Reducing docker image size using multi-stage builds

Prologue #

In some cases, building a docker image can result to a huge image size (sometimes even Gigabytes), which can result in:

  • bad container performance
  • more security vulnerabilities
  • difficulty of distribution and deployment of containers
  • slower build of the image

In this guide, we will build an Nginx image, from Nginx source code. We will compare the size of the image building the image using a single, standard build process, with the size of the image after using multi-stage build.

All the Nginx compile from source steps can be found in Nginx Official Website Guide.

We will use Oracle Linux 7 for base image, a well established RHEL enterprise distribution. You can use any base image you want, for example CentOS.

Standard Nginx image build #

FROM oraclelinux:7-slim 

LABEL description="Nginx Image build compiled from source code, using standard build process" 

ARG NGINX_VERSION=1.19.9 

RUN yum groupinstall -y --setopt=tsflags=nodocs  "Development Tools"

________________________

**DIRECTION 1**:
Using the Docker image guide, answer each question briefly:
(a) Which Linux distribution does the guide use for its base image?
(b) What Nginx version does the ARG line set?
(c) What two build methods does the guide compare by image size?
**DIRECTION 2**:
Say whether each statement agrees with the Docker image guide, and quote the words that decide it:
(a) CentOS could serve as the base image instead.
(b) The Nginx image is built from a ready-made package, not from source.
(c) A huge image can make building the image faster.

________________________

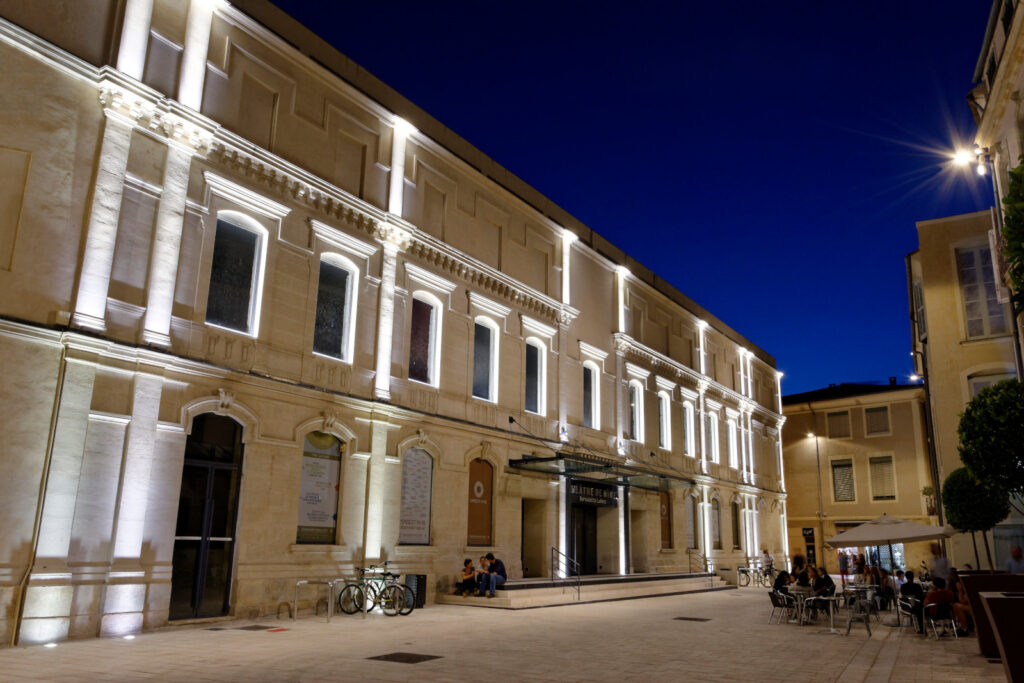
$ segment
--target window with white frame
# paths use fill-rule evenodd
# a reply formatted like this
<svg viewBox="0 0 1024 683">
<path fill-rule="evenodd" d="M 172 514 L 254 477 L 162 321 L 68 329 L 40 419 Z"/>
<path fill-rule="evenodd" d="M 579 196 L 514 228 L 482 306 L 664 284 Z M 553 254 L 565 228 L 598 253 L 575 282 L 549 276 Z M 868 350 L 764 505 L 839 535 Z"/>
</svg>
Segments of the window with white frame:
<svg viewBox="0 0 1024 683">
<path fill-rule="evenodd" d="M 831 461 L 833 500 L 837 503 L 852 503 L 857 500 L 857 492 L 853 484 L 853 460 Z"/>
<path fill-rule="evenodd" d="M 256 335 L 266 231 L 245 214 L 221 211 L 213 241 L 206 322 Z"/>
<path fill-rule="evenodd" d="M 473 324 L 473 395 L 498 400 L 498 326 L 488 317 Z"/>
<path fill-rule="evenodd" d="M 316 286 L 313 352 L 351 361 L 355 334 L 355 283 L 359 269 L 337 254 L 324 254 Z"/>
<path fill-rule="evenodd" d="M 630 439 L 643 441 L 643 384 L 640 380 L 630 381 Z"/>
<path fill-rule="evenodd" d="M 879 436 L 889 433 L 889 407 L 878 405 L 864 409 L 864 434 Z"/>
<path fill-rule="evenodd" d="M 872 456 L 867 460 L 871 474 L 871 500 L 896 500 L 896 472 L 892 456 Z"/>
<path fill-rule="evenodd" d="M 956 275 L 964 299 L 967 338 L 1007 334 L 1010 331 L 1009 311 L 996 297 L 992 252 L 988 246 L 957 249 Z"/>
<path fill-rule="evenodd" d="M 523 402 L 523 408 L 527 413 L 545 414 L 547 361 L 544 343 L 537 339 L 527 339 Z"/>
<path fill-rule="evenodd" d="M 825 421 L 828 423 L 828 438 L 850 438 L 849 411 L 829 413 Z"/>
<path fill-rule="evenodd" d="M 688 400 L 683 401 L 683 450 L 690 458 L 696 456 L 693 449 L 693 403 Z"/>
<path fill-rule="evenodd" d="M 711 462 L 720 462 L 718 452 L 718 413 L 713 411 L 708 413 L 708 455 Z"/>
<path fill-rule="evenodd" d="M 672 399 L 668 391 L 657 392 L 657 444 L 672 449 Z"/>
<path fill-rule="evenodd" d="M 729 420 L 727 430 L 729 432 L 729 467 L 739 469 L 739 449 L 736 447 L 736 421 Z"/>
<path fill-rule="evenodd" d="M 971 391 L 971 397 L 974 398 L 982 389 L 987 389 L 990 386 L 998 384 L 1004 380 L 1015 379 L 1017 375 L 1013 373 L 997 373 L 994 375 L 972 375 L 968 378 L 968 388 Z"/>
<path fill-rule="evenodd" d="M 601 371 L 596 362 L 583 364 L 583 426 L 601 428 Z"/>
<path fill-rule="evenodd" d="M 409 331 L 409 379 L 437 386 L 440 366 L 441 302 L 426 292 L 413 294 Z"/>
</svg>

________________________

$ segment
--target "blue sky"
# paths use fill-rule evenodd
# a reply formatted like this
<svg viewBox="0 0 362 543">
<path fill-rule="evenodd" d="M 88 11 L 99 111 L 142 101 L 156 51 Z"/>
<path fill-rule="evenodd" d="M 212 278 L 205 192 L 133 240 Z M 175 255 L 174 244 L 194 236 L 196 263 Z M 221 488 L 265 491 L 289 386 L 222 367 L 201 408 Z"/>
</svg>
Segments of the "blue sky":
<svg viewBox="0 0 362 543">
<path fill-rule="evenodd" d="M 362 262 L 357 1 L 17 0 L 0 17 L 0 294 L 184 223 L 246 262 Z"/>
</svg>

________________________

**WRITTEN RESPONSE 1**:
(a) Oracle Linux 7
(b) 1.19.9
(c) A single, standard build process and a multi-stage build

**WRITTEN RESPONSE 2**:
(a) Yes: "You can use any base image you want, for example CentOS."
(b) No: "we will build an Nginx image, from Nginx source code."
(c) No: "slower build of the image"